▶ [EXERCISE MATERIALS]
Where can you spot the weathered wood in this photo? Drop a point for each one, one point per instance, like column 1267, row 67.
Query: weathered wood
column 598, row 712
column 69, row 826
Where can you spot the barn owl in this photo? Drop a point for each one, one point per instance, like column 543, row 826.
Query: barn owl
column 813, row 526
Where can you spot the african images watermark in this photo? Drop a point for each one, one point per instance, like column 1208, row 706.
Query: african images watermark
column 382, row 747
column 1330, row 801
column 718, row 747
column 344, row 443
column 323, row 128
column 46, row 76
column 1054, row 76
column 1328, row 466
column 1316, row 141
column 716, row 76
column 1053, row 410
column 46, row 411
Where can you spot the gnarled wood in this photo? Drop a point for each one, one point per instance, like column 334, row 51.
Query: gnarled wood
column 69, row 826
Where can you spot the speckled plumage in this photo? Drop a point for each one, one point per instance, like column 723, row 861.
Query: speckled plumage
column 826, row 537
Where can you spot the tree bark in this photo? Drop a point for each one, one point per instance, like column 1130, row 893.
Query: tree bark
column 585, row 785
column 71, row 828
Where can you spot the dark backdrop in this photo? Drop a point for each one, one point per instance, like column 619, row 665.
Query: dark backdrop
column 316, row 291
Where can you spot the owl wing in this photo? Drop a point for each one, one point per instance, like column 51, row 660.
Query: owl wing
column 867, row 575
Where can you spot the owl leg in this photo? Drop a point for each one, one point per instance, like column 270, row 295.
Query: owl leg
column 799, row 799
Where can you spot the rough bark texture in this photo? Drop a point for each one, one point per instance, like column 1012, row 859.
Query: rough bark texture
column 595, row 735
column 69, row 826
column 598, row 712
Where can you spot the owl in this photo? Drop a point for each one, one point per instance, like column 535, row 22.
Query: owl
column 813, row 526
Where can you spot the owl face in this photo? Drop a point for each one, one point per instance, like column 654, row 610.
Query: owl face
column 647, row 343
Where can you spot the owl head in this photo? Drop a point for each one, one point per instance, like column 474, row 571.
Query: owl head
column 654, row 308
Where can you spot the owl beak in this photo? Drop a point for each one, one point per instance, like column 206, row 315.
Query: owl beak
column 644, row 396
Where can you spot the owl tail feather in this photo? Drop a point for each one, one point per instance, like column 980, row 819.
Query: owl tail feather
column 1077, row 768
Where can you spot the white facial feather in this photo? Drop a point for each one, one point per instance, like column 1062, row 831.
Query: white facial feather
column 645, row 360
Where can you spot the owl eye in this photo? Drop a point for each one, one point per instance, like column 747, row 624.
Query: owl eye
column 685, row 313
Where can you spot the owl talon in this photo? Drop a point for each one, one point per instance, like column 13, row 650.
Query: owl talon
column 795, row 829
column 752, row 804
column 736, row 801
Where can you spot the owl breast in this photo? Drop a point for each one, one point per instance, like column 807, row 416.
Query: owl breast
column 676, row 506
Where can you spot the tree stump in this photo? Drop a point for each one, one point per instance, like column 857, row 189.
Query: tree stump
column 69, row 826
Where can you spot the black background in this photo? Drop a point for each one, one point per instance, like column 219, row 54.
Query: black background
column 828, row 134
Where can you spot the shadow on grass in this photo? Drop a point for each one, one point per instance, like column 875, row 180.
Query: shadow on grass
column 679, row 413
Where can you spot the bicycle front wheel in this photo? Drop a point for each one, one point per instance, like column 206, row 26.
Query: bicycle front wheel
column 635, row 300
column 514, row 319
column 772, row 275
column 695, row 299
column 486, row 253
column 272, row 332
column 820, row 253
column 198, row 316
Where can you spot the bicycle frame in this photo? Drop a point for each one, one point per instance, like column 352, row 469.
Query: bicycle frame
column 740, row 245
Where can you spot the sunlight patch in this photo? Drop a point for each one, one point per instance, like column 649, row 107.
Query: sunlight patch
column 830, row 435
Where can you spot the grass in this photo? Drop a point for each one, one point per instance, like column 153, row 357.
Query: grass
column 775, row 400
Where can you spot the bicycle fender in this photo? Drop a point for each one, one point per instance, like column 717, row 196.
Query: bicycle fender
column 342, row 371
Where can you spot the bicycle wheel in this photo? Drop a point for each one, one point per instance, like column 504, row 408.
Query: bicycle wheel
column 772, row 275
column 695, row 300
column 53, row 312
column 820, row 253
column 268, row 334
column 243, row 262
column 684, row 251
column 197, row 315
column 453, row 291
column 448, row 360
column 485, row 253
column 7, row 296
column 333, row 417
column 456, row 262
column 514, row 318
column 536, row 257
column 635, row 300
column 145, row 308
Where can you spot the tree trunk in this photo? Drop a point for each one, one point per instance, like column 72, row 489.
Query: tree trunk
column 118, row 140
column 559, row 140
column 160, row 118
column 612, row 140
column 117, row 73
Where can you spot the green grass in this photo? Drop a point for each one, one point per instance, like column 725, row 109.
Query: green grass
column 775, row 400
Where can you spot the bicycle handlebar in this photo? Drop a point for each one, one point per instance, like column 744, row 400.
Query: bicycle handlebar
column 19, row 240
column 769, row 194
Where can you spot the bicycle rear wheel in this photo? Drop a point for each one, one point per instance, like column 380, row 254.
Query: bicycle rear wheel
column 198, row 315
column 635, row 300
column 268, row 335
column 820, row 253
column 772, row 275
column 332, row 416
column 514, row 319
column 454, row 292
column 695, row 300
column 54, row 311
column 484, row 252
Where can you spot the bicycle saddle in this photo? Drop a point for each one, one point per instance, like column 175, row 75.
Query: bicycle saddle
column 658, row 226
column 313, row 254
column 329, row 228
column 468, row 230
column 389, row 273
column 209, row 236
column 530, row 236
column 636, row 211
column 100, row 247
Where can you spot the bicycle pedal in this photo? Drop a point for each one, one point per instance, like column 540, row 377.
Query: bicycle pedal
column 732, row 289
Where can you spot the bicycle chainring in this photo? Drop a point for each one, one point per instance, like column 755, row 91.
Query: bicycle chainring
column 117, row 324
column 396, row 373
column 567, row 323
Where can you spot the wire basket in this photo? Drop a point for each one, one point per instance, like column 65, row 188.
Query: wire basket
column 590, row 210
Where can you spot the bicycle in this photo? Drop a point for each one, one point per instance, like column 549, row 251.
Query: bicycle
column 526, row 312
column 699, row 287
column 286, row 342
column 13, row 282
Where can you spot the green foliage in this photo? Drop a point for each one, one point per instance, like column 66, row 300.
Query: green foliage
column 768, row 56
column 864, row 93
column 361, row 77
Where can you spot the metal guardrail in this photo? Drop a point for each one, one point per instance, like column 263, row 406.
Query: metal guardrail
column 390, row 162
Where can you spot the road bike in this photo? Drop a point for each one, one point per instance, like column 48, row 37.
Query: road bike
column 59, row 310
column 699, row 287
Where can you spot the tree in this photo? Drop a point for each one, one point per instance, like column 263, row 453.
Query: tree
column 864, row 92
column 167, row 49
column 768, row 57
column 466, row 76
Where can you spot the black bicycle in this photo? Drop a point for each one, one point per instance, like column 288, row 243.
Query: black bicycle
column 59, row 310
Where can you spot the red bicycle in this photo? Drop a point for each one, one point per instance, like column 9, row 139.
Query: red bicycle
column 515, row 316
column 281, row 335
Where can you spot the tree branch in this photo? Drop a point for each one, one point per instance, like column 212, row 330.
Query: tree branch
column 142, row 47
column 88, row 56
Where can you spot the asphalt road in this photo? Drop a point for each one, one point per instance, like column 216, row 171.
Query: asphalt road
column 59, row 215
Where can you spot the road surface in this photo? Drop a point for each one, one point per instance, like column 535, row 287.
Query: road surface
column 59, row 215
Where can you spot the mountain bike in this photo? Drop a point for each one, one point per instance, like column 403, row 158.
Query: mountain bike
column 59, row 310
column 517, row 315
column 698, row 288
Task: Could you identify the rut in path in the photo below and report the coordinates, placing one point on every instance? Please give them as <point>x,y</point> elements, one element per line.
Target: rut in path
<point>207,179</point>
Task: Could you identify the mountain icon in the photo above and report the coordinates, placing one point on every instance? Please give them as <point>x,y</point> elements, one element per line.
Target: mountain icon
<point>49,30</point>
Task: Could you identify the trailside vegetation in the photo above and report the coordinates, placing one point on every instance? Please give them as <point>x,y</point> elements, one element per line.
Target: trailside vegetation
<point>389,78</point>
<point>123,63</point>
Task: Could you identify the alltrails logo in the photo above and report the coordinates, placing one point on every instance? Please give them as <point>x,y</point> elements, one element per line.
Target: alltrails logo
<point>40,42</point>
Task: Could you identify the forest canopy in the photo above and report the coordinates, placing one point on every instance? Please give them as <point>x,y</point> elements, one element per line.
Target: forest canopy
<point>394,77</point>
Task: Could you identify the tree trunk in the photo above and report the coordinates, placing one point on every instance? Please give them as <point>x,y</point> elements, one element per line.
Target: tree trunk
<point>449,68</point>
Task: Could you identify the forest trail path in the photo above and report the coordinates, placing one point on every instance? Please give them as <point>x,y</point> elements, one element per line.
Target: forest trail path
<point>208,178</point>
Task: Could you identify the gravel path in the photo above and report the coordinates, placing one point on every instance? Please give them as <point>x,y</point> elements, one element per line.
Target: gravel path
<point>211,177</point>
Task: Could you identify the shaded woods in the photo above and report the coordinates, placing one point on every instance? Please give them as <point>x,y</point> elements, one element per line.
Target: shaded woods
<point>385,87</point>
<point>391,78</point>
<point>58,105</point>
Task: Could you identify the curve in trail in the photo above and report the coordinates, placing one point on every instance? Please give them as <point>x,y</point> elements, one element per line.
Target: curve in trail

▶ [GIVEN REQUEST] Copy the records from the line containing "Task: Could you identify the forest trail" through the end, changing "gravel path" to "dirt path" and leaving everything else as it is.

▶ [EXERCISE OUTPUT]
Task: Could you identify the forest trail path in the photo above and report the coordinates, placing one point on every instance? Please give them as <point>x,y</point> elements, one element per line.
Target: forest trail path
<point>208,178</point>
Task: Could you identify the dirt path in the photo above and report the coordinates, placing one point on every instance? Please give them as <point>x,y</point> elements, one element per line.
Target: dirt path
<point>211,177</point>
Task: Could you identify the shaded woods in the photo above and report the coordinates, placing one point on every instance? Please give them as <point>x,y</point> elements, one element per line.
Target: shaded woods
<point>385,87</point>
<point>391,78</point>
<point>58,105</point>
Task: Could you identify the curve in trail in the photo above and report the coordinates, placing one point on every instance? Please give them as <point>x,y</point> elements, one element per line.
Target: curve in trail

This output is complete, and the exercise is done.